Source document ->
►

We hear that at the later stage, there’s a lot of investors piling in. Is that distorting the value of things?

There’s a lot of money chasing very few companies. Historically in the last couple of years there have not been that many asset classes performing well. Technology appeared to be a safe haven or a place or a good opportunity to invest.

In the latest round of Square investment, there was a thing called a ratchet. Could you explain what that is, is that a product of this new era, where these private companies stay private longer and investors want some safety net?

Ratchets aren’t a new thing and they’ve existed in a variety of investor term sheets for a long period of time. In the case of Square, what I will say is company fundamentals are really strong, company is growing nicely year over year. The company has a really strong management team with Jack (Dorsey) at the head and a variety of very strong senior members; we’re quite bullish on the company.

It seems to be one of chief concerns of investors, the dual role of Jack Dorsey as CEO of Twitter and Square. Can Jack really run two publicly traded companies at the same time?

If anyone can do it, Jack can. Jack is extremely talented, he’s extremely hard working. He’s developed a really, really deep bench at these companies of very talented operators who helped build the company with him. As we all know, it’s not a single person that builds the company, it’s a combination of the senior management team, the broader teams, and the individual contributors that make everything work. The bench strength you’re looking at in these companies is really important in terms of evaluating how these companies can operate as public companies.

Do you see any parallels between the last big booms and busts?

In the 2001 era, a lot of it was companies going public with really no real revenue. It was my company going public, your company going public, Jessica’s company going public, we all just traded revenue with each other.

2008 was not a Silicon Valley issue, it was a global issue, which hit Silicon Valley and everywhere pretty hard. (Silicon Valley) recovered pretty quickly from that. There were big companies that were very successful — Apple, Google, Facebook, to name a few. And there were a variety of other companies being built shortly thereafter — Pinterest, Uber, Airbnb, Dropbox.

If you look at today, there is a lot of money chasing technology, but the difference between today and 1999/2001, there are lot of companies generating real revenue based off real products. It’s hard to tell whether valuations are correct. You basically only need one investor to be willing to write a relatively large check to set a valuation in the private market.

What’s your personal investing philosophy?

◄

Problem -> In the interview on technology investing, what does the speaker say is needed to set a valuation in the private market?

[Items from a data source]
►

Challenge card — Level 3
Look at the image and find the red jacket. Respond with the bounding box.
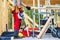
[12,11,21,30]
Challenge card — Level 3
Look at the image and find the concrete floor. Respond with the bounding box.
[14,33,60,40]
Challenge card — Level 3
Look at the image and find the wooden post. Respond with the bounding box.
[0,0,8,34]
[32,0,35,37]
[37,16,52,38]
[0,0,2,35]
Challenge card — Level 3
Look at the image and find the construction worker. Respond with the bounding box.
[12,0,30,37]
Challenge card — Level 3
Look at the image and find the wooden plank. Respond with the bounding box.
[37,16,52,38]
[0,0,8,34]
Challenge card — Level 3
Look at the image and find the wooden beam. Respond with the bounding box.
[37,16,52,38]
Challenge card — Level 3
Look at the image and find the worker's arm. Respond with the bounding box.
[21,2,31,10]
[11,6,16,13]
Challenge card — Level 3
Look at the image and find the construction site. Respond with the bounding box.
[0,0,60,40]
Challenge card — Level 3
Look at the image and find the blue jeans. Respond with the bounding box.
[14,30,19,37]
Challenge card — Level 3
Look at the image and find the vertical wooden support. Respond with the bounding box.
[37,16,52,38]
[0,0,8,34]
[0,0,2,35]
[32,0,35,37]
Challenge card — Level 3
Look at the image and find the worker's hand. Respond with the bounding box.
[19,8,24,13]
[26,6,31,10]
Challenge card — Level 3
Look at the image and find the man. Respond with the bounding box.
[12,0,30,37]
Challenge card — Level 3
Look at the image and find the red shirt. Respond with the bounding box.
[12,11,21,22]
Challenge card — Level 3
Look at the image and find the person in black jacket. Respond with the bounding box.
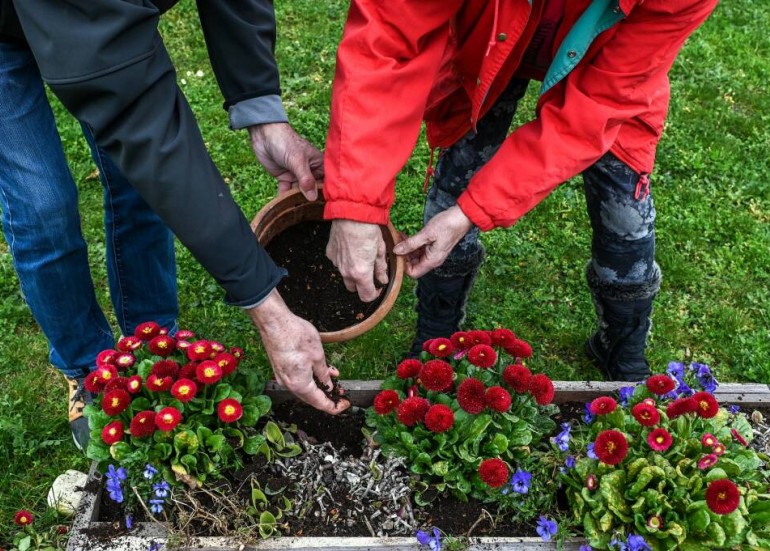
[5,0,348,413]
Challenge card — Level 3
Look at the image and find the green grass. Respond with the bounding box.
[0,0,770,546]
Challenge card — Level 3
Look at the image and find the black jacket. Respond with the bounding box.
[10,0,283,306]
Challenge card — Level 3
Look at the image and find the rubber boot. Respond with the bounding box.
[585,263,661,382]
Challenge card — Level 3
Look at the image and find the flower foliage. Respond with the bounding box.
[367,328,558,500]
[562,363,770,550]
[85,322,271,512]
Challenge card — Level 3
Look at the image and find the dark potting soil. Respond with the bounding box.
[265,222,384,332]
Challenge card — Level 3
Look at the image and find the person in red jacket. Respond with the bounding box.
[324,0,717,381]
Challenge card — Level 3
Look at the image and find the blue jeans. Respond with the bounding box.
[0,42,179,377]
[424,79,660,288]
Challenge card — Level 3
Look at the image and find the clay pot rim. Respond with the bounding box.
[251,185,405,343]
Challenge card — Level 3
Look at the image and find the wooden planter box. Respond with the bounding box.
[67,381,770,551]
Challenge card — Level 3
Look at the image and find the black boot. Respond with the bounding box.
[585,263,661,382]
[407,269,477,358]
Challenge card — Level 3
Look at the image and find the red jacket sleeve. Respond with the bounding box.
[324,0,462,224]
[458,0,717,231]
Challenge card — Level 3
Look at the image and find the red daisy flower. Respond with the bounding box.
[428,338,454,358]
[129,410,155,438]
[467,330,492,348]
[147,335,176,358]
[425,404,455,432]
[155,406,182,432]
[96,348,118,365]
[195,360,222,385]
[586,474,599,492]
[730,429,749,446]
[505,339,532,358]
[150,360,179,379]
[147,373,174,392]
[13,509,35,526]
[484,386,512,413]
[83,371,105,394]
[631,402,660,427]
[594,429,628,465]
[647,375,676,396]
[479,457,510,488]
[126,375,142,394]
[102,388,131,417]
[503,364,532,394]
[647,427,674,452]
[698,453,719,471]
[489,327,516,348]
[116,335,142,352]
[104,377,128,391]
[468,344,497,369]
[449,331,473,350]
[174,329,195,340]
[706,478,741,515]
[692,392,719,419]
[134,321,160,341]
[396,358,422,379]
[102,421,125,446]
[396,396,430,427]
[113,352,136,371]
[666,396,698,419]
[171,379,198,403]
[529,373,554,406]
[212,352,238,377]
[588,396,618,415]
[420,360,455,392]
[373,390,401,415]
[187,341,211,361]
[217,398,243,423]
[457,378,487,414]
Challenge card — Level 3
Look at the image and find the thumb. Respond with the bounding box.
[393,231,433,256]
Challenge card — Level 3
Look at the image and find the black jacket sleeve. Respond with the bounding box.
[15,0,283,306]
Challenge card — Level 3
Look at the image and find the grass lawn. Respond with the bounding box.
[0,0,770,547]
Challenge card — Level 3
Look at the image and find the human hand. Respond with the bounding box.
[249,122,324,201]
[393,206,473,279]
[326,220,388,302]
[248,289,350,415]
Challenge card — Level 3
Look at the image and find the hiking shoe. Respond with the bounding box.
[65,377,94,451]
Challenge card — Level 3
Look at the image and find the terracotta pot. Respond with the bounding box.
[251,186,404,343]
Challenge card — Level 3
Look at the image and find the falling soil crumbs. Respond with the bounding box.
[90,402,770,546]
[265,222,384,332]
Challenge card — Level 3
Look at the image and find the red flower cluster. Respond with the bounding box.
[706,478,741,515]
[647,375,676,396]
[396,358,422,379]
[396,396,430,427]
[479,457,509,488]
[529,373,554,406]
[484,386,512,413]
[503,364,532,394]
[420,360,455,392]
[594,429,628,465]
[457,377,487,415]
[588,396,618,415]
[425,404,455,432]
[374,390,400,415]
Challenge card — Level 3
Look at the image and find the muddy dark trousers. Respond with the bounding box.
[583,153,661,381]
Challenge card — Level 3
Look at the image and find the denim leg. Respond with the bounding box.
[0,42,114,377]
[81,124,179,335]
[423,79,529,277]
[583,153,659,286]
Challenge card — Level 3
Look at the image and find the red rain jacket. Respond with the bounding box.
[324,0,718,231]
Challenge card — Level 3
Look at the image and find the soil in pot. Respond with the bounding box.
[265,221,384,332]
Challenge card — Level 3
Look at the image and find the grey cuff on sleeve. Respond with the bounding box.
[228,95,289,130]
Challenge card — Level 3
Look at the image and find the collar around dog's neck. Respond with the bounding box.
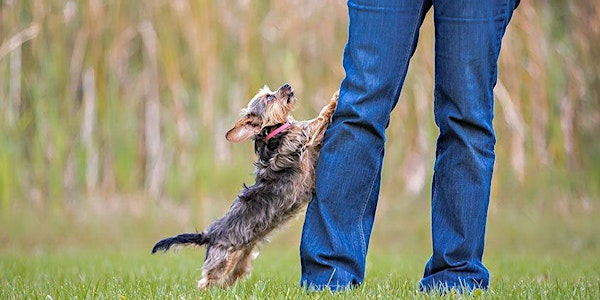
[265,122,292,142]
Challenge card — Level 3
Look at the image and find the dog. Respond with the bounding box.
[152,84,338,289]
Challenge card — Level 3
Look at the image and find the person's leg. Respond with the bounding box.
[300,0,431,290]
[420,0,516,291]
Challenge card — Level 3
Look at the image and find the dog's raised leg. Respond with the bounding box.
[307,91,339,146]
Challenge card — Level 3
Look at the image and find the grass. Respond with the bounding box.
[0,249,600,299]
[0,198,600,299]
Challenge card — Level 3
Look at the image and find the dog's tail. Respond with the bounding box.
[152,233,209,254]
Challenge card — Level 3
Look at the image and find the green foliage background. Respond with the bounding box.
[0,0,600,255]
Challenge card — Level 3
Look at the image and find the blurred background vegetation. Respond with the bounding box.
[0,0,600,254]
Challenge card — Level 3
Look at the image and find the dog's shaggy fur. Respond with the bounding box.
[152,84,338,289]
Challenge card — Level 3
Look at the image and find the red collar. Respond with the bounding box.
[265,122,292,142]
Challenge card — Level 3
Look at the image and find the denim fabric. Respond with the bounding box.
[300,0,518,290]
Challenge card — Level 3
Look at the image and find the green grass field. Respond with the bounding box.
[0,203,600,299]
[0,249,600,299]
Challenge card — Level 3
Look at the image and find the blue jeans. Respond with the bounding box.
[300,0,518,291]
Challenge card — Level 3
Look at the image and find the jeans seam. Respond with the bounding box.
[356,2,425,257]
[360,145,384,257]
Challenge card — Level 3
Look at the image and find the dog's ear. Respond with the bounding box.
[225,118,260,143]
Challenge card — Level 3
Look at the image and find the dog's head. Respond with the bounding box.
[225,83,296,143]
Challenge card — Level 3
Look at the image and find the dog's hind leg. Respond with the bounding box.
[197,246,245,289]
[197,246,228,289]
[228,245,258,284]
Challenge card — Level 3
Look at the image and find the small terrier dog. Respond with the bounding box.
[152,84,338,289]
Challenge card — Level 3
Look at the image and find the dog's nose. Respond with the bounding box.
[279,83,292,90]
[279,83,294,96]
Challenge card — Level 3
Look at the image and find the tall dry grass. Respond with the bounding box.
[0,0,600,218]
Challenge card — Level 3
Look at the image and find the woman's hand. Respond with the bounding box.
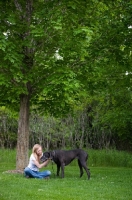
[33,158,51,169]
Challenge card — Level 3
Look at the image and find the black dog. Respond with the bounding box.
[41,149,90,179]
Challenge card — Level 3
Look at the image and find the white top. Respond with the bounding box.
[28,154,39,171]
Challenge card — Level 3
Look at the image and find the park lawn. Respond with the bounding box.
[0,149,132,200]
[0,165,132,200]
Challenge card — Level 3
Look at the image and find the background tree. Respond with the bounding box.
[0,0,94,169]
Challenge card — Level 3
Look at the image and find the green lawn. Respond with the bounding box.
[0,151,132,200]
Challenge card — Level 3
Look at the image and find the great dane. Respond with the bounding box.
[41,149,90,179]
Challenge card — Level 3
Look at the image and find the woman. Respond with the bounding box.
[24,144,51,179]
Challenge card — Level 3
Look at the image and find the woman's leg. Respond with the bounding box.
[24,167,43,179]
[38,170,51,178]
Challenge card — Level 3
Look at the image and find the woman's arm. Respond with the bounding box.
[33,159,50,169]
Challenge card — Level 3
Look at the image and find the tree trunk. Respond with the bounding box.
[16,95,29,170]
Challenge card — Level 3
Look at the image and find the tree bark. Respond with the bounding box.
[16,95,29,170]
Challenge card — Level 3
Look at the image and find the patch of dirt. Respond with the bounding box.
[3,170,23,174]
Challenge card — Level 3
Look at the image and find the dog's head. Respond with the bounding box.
[40,151,53,162]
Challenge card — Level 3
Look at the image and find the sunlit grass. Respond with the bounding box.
[0,150,132,200]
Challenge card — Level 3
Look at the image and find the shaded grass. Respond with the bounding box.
[0,150,132,200]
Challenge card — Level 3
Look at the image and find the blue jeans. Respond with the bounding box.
[24,167,51,179]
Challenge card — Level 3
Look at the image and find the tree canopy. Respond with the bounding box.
[0,0,132,168]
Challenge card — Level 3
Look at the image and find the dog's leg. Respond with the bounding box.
[80,161,90,179]
[78,159,83,178]
[61,163,65,178]
[57,164,60,176]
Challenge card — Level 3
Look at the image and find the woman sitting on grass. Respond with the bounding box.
[24,144,51,179]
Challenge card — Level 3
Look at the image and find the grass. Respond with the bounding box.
[0,150,132,200]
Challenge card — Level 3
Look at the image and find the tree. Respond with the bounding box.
[0,0,94,169]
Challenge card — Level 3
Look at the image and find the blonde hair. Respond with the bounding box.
[32,144,42,161]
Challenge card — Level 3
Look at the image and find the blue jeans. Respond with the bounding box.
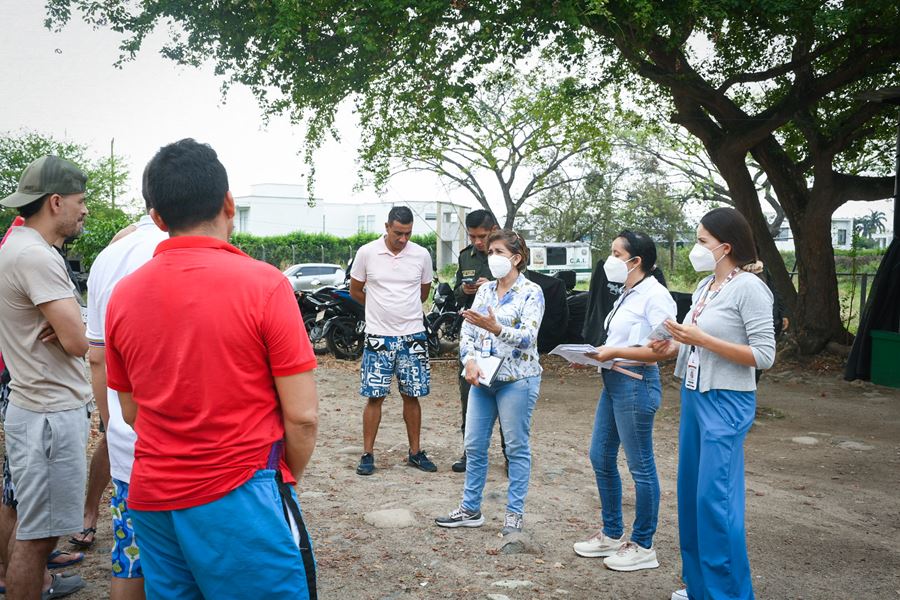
[130,470,315,600]
[590,366,662,548]
[462,376,541,514]
[678,386,756,600]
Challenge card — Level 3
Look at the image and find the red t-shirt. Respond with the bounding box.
[106,236,316,510]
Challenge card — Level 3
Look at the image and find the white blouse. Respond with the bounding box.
[604,276,678,360]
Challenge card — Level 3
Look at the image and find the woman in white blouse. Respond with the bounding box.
[574,231,676,571]
[435,229,544,535]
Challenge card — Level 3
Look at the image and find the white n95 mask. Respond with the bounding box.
[488,254,512,279]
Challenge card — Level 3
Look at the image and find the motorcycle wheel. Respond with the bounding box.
[325,317,365,360]
[303,315,328,354]
[431,313,462,342]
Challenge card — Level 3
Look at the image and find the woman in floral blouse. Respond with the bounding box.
[435,230,544,535]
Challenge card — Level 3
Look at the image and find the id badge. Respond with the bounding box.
[684,349,700,390]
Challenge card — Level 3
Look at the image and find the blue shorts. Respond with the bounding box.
[109,477,144,579]
[131,469,316,600]
[359,331,431,398]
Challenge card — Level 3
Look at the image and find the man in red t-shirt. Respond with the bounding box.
[106,139,318,599]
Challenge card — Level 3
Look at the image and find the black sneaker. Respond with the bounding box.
[406,450,437,473]
[450,452,466,473]
[434,507,484,527]
[356,452,375,475]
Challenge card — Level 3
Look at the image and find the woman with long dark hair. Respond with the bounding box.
[435,229,544,535]
[574,231,675,571]
[651,208,775,600]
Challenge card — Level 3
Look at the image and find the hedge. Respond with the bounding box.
[231,232,437,270]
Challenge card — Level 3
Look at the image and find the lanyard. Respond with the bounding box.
[691,267,740,325]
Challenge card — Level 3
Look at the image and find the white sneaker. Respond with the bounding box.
[572,529,625,558]
[603,542,659,571]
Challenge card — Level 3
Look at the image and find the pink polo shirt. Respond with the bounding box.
[350,236,433,335]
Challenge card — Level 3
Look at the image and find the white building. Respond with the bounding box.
[766,202,894,251]
[235,183,468,269]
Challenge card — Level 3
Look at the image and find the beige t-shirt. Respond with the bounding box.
[0,225,91,412]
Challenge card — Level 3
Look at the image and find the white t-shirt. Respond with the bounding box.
[604,276,678,360]
[87,215,169,483]
[350,236,434,336]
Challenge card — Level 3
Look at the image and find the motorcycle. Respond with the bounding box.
[294,288,337,354]
[425,283,463,354]
[320,288,366,360]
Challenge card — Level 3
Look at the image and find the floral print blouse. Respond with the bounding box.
[459,273,544,381]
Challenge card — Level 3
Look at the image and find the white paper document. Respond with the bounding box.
[460,356,503,385]
[550,344,612,369]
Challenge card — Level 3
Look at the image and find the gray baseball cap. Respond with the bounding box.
[0,156,87,208]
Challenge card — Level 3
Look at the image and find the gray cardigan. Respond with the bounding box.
[675,272,775,392]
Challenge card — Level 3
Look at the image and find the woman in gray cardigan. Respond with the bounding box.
[652,208,775,600]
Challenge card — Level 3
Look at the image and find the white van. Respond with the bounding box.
[528,242,591,281]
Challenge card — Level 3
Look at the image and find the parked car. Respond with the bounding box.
[283,263,345,292]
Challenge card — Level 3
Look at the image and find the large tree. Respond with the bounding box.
[48,0,900,352]
[362,69,611,227]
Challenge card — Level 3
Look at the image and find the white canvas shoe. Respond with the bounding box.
[603,542,659,571]
[572,529,625,558]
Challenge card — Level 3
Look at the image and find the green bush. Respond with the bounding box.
[231,231,437,270]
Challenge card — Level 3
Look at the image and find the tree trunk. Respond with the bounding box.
[791,204,849,354]
[710,149,796,310]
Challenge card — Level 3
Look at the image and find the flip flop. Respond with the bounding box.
[46,550,84,568]
[41,573,87,600]
[69,527,97,550]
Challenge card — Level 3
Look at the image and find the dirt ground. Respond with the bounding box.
[33,357,900,600]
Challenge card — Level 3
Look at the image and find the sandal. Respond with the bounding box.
[69,527,97,550]
[47,550,84,569]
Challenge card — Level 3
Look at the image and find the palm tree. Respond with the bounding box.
[856,210,887,239]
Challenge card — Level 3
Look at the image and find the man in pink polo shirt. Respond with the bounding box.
[350,206,437,475]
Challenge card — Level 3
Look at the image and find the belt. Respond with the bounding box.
[606,360,656,381]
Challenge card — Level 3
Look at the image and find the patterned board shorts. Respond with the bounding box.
[0,370,17,508]
[359,331,431,398]
[109,478,144,579]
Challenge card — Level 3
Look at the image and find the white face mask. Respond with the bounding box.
[688,243,725,273]
[603,256,637,283]
[488,254,512,279]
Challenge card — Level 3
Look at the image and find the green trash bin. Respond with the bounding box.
[870,329,900,388]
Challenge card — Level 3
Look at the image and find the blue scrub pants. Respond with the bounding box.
[678,386,756,600]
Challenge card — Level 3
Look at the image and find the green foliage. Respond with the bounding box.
[0,132,136,269]
[231,231,437,270]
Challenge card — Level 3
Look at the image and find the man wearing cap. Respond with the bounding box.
[0,156,91,599]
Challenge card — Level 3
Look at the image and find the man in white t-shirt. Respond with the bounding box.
[350,206,437,475]
[87,180,169,600]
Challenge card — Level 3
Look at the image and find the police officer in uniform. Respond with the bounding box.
[450,209,497,473]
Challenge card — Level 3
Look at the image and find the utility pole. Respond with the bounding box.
[109,138,116,208]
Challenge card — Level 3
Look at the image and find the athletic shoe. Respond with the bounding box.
[572,529,625,558]
[356,452,375,475]
[406,450,437,473]
[434,506,484,527]
[450,452,466,473]
[603,542,659,571]
[500,512,524,535]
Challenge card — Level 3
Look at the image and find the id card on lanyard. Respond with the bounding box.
[684,267,740,390]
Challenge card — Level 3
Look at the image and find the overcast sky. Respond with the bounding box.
[0,0,891,223]
[0,0,472,212]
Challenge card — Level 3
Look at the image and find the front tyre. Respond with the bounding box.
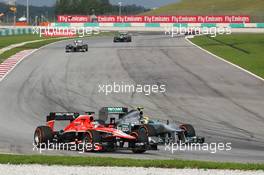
[83,130,103,152]
[180,124,196,137]
[131,127,148,154]
[34,126,53,147]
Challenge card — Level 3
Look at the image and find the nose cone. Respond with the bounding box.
[113,130,136,140]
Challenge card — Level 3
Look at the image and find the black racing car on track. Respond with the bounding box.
[114,33,132,43]
[99,107,205,145]
[65,40,88,52]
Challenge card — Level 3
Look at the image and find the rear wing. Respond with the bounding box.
[47,112,95,122]
[99,107,128,121]
[47,112,80,122]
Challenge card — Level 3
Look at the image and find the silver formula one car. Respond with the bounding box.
[99,107,205,145]
[65,40,88,52]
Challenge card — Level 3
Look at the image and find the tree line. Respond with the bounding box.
[55,0,148,15]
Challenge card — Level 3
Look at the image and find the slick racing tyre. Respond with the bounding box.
[180,124,196,137]
[131,127,148,154]
[34,126,53,147]
[83,130,103,152]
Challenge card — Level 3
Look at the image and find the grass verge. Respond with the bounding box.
[0,154,264,170]
[190,34,264,78]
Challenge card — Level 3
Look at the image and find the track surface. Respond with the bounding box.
[0,35,264,162]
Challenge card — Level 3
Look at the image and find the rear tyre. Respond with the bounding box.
[34,126,53,147]
[132,127,148,154]
[180,124,196,137]
[83,130,103,152]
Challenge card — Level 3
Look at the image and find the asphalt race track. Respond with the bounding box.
[0,35,264,162]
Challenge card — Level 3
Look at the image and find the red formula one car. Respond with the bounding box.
[34,112,153,153]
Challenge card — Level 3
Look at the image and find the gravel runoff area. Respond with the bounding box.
[0,164,264,175]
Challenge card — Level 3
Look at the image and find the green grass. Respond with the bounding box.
[0,154,264,170]
[191,34,264,78]
[143,0,264,22]
[0,35,43,49]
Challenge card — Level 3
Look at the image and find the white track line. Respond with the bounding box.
[185,38,264,81]
[0,49,37,82]
[0,38,72,83]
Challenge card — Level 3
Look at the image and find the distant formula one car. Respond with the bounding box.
[65,40,88,52]
[34,112,156,153]
[99,107,205,145]
[114,33,132,43]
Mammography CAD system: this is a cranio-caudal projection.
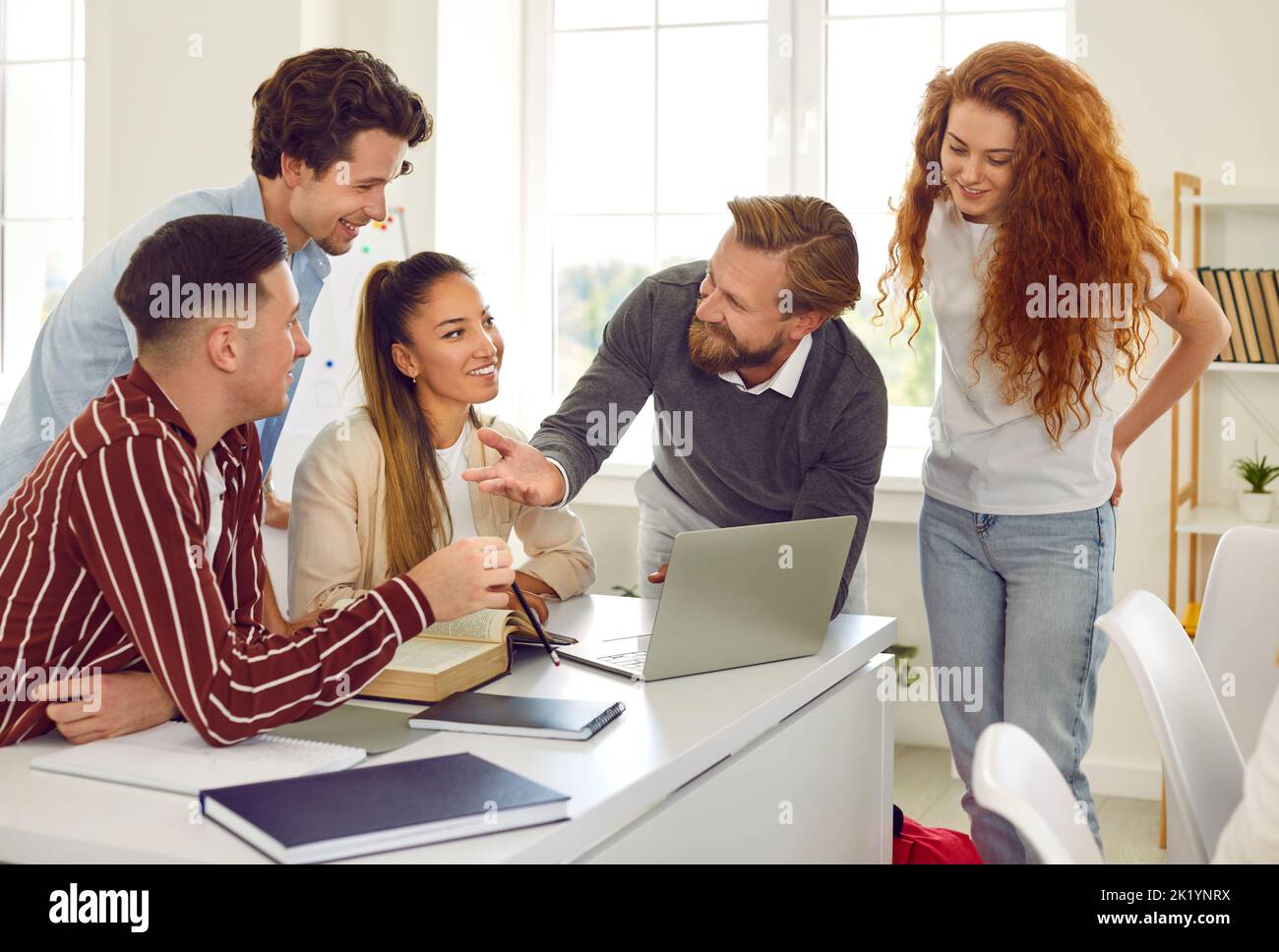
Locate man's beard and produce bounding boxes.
[316,235,355,257]
[688,298,783,375]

◄

Exercise output -> Only one investor willing to write a relatively large check.